> **Exercise set**
A – In the Jeep no-start thread, rewrite the paragraph beginning "Hey everybody - finally had some time" as a short list that keeps its main facts.
B – Pick up the Jeep no-start thread after its last line and continue it.

> **Source extract**
######

You can check for spark without an assistant. Pull the starter relay and run a fused (does not have to be fused, just a good idea.) piece of wire from terminal 87 and 30 and your starter will run.

Then you can watch for spark and run the starter at the same time, just make sure key is on/run position.
 
yea my TJ needed an ASD and CPS at the same time- it was cheaper to get a reman dist. with a new OEM quality Cam Sensor than the CPS by itself 70 and 65 go figure.
 
Hey everybody - finally had some time to wrench on the Jeep! Replaced plugs, no start still. Pulled a wire, checked for spark, no dice. Pulled wire off coil, checked for spark, nada. Scanned the computer, got codes P0122 and P1694. Figured I would clear the codes and try again. Then, code P0320 came up sporadically. Your thoughts guys?
 
Sounds like it is the CPS.

######

> **Data records**
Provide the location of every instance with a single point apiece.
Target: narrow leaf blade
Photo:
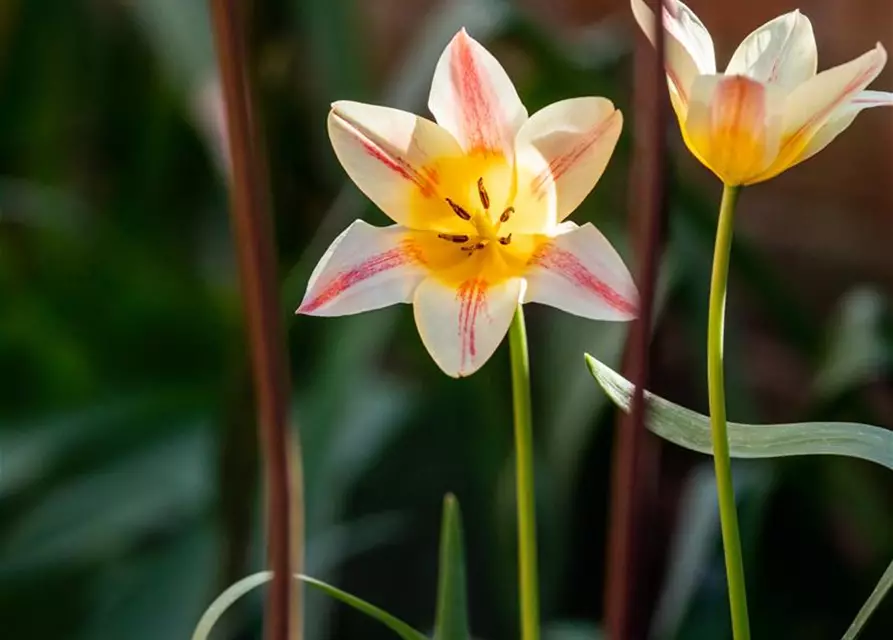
(691, 430)
(452, 599)
(226, 599)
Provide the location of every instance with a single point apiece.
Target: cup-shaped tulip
(770, 110)
(479, 199)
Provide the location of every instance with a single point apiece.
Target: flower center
(485, 231)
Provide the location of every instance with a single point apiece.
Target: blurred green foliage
(128, 464)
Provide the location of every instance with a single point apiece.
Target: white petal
(391, 155)
(365, 268)
(579, 271)
(782, 52)
(462, 326)
(564, 148)
(842, 118)
(473, 98)
(812, 103)
(689, 47)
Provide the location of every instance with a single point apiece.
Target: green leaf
(226, 599)
(691, 430)
(394, 624)
(452, 600)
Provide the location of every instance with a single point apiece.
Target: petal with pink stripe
(391, 155)
(473, 98)
(841, 118)
(462, 326)
(579, 272)
(365, 268)
(782, 52)
(689, 47)
(562, 152)
(812, 104)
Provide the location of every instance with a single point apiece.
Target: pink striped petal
(811, 104)
(579, 271)
(562, 152)
(782, 52)
(462, 326)
(842, 118)
(689, 47)
(473, 98)
(391, 156)
(365, 268)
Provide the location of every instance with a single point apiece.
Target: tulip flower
(770, 110)
(479, 200)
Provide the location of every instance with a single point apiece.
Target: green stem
(716, 389)
(527, 567)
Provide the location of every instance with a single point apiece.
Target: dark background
(128, 463)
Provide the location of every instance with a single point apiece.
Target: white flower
(478, 199)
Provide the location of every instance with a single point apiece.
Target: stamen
(453, 238)
(482, 192)
(462, 213)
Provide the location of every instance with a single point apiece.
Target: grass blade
(691, 430)
(226, 599)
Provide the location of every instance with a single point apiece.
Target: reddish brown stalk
(635, 468)
(257, 274)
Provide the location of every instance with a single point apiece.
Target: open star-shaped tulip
(479, 199)
(770, 109)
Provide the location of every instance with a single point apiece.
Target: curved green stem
(527, 563)
(728, 515)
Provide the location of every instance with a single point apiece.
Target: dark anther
(482, 192)
(462, 213)
(452, 238)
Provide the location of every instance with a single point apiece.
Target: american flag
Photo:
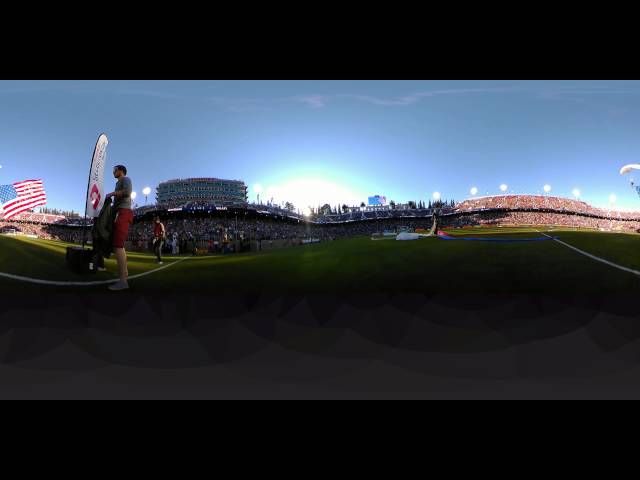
(21, 197)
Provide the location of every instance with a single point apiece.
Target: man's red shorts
(124, 218)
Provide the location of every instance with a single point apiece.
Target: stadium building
(215, 191)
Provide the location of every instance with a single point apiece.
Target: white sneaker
(119, 286)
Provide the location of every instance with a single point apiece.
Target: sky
(315, 142)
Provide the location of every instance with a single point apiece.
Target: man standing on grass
(158, 238)
(122, 222)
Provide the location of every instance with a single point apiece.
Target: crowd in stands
(275, 224)
(540, 219)
(540, 202)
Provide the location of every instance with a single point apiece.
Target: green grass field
(360, 265)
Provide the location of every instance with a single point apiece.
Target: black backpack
(81, 261)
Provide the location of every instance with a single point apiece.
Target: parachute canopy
(628, 168)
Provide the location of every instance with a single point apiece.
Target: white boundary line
(593, 257)
(71, 284)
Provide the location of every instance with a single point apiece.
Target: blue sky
(341, 141)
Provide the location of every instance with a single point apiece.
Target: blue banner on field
(501, 240)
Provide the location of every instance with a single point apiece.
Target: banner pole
(86, 198)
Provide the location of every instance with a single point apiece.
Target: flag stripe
(13, 213)
(24, 185)
(10, 209)
(30, 194)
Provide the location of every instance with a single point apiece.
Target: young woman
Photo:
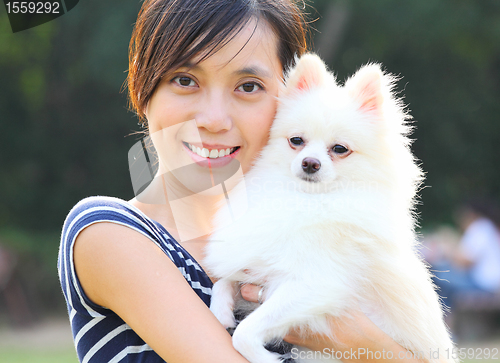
(204, 74)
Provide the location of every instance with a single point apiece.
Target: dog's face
(331, 137)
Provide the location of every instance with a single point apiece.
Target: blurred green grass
(20, 355)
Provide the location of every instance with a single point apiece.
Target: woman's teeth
(212, 154)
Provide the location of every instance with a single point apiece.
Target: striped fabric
(99, 334)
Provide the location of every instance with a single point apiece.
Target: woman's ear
(309, 72)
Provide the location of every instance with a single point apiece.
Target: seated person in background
(474, 266)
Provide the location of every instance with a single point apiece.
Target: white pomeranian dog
(329, 223)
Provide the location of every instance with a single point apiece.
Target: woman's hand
(354, 333)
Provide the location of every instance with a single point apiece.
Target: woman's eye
(297, 141)
(249, 87)
(340, 149)
(185, 81)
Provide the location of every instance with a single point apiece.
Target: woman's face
(221, 108)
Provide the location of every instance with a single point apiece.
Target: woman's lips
(212, 162)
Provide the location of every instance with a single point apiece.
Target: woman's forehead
(253, 50)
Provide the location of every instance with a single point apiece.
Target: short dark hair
(170, 32)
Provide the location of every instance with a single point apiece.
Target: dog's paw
(224, 315)
(252, 347)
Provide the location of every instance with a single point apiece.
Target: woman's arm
(355, 334)
(126, 272)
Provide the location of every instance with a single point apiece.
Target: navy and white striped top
(99, 334)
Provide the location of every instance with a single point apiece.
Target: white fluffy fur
(347, 238)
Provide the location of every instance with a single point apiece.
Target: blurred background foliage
(65, 129)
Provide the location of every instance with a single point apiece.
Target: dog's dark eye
(297, 141)
(340, 149)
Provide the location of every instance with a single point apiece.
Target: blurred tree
(64, 121)
(448, 55)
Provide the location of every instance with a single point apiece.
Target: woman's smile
(212, 156)
(227, 102)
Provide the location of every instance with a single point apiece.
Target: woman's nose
(214, 114)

######

> **Responses by task**
A –
- Finally got time to work on the Jeep.
- Replaced the plugs, but it still won't start.
- No spark at a pulled plug wire or at the wire pulled off the coil.
- A computer scan showed codes P0122 and P1694.
- After the codes were cleared, code P0320 came up sporadically.
- Asks others for their thoughts.

B –
p0320 = Ignition/Distributor Engine Speed Input Circuit

You could check the wiring from the computer to the CPS.
 
Testing for the crank sensor is often not conclusive. I've seen em test good and be bad.

If you buy, buy directly from Jeep. The extra $20 you spend on an OEM unit is so well worth the money. There are many people that have had problems with aftermarket crank sensors.

I have had a brand new CPS test good, and be bad!!! The internal electrical connection was loose enough to work, test good, then loose contact and die, then test good again.